* EXTRAIT DU DOCUMENT *
↓↓↓
Les créations de maisons d'édition sont toujours plus nombreuses. Comment analysez-vous cette vitalité dans un marché globalement morose ?

Est-ce que ce n'était pas déjà le cas il y a dix ans, ou dans les années 1980 ? Mais il y a peut-être une envie générationnelle de faire les choses différemment. Dans une situation économique difficile, les gens sont attirés par la qualité. Tôt ou tard, ils préfèrent aller manger dans les bistrots de quartier et laissent tomber les McDo. On passe d'une économie de masse malsaine à une économie du qualitatif. Une génération d'éditeurs a compris cela. Ce n'est pas une question d'âge, mais de profil. Depuis une dizaine d'années, sont apparues des maisons comme Sabine Wespieser, Sonatine, 13e note... La vigueur de l'édition vient de ces petites maisons extrêmement professionnelles. Nous avons peu de frais de structure : avec un téléphone et un ordinateur portables, on fait tout. Ça change radicalement la façon de faire de l'édition. Rentrer dans une logique industrielle, privilégier la quantité au détriment de la qualité, c'est antinomique de l'édition. La ligne de fracture est profonde entre un modèle industriel qui vit sur la trésorerie des libraires, ce qui est scandaleux, et un modèle artisanal qui a de beaux jours devant lui. J'ai une grande admiration pour les maisons, grandes ou petites, qui font un travail d'éditeur, choisissent les livres, font vivre leur fonds, imposent des auteurs. Le marché est très dynamique, il y a beaucoup de créativité, des projets enthousiasmants... C'en est même grisant. Et à côté, il y a ce grand corps malade qu'est la surproduction. Contrairement à ce qu'on entend ici et là, ce cancer ne provient pas des petites maisons d'édition. Le point commun entre toutes ces structures, c'est qu'elles maîtrisent leur production à une époque où l'on gère une économie de la rareté. Ce modèle me paraît très proche des fondamentaux du métier.
↑↑↑
* TÂCHES À EFFECTUER *
a - Répondez aux questions suivantes sur l'entretien consacré aux maisons d'édition.
(i) Quelles maisons apparues depuis une dizaine d'années y sont nommées ?
(ii) Avec quels outils, d'après l'interviewé, peut-on tout faire ?
(iii) De quel type de maisons la surproduction ne provient-elle pas, selon lui ?
b - Selon l'entretien sur les maisons d'édition, pourquoi les petites maisons ont-elles peu de frais de structure ? Répondez en une à trois phrases.
c - Prolongez l'entretien sur les maisons d'édition en reprenant juste après sa dernière phrase.

* JEU DE DONNÉES *
↓↓↓
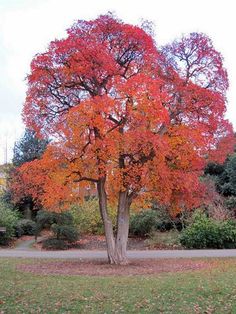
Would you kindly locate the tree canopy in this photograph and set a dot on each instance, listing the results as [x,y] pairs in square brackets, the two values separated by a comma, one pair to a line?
[138,120]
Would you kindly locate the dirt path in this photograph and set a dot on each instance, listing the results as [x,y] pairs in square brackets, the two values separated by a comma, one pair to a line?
[95,254]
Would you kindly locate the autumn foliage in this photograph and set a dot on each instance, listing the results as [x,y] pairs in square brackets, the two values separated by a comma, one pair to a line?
[138,120]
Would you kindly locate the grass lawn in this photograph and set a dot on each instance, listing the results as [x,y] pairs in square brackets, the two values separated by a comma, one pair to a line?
[212,290]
↑↑↑
* VOS RÉPONSES ÉCRITES *
a -
(i) Sabine Wespieser, Sonatine et 13e note.
(ii) Un téléphone et un ordinateur portables.
(iii) Des petites maisons d'édition.

b - Elles ont peu de frais de structure parce qu'un téléphone et un ordinateur portables leur suffisent pour tout faire. Selon l'interviewé, cela change radicalement la façon de faire de l'édition.

c -
Une maison de votre taille est-elle armée pour faire face aux défis que pose le numérique ?

On ne peut pas ignorer le numérique mais il faut garder la tête froide. Ce sera sans doute un plus, et ça ne remplacera pas le livre papier. Les grands groupes ont fait le choix du numérique car ils s'intéressent uniquement à leur rentabilité. Numériser, ce n'est pas très compliqué et ça ne coûte rien. Mais si cela revient à mettre en danger les libraires, il y aura un vrai problème. Et ceux qui vont gagner de l'argent sur le numérique ce ne sont pas les éditeurs mais les fabricants de matériel, les Apple, Samsung, Sony. Le numérique va arriver et doit arriver. A nous de nous adapter, de réfléchir avec les libraires à une manière de travailler ensemble, d'être de meilleurs éditeurs et de publier de meilleurs livres.

Quels sont selon vous les chantiers à lancer en priorité dans l'édition ?

L'essentiel est de faire évoluer le modèle économique traditionnel pour valoriser le travail fait en librairie. Je suis convaincu que les éditeurs et les diffuseurs doivent travailler ensemble sur le sujet des remises. Tout est ouvert. On peut imaginer une collaboration entre libraires et éditeurs avec des remises plus importantes, un travail de réassort sur le fonds, des retours maîtrisés... Le Bookscan anglais peut être un autre chantier à ouvrir en France. Encore une fois, l'édition est un métier d'offre. Si on ne fait pas bien notre métier, les gens ne liront pas nos livres. Si on le fait bien, il y aura toujours un lectorat prêt à nous suivre.

(1) Désolation, le nouveau roman de David Vann, paraitre le 1er septembre.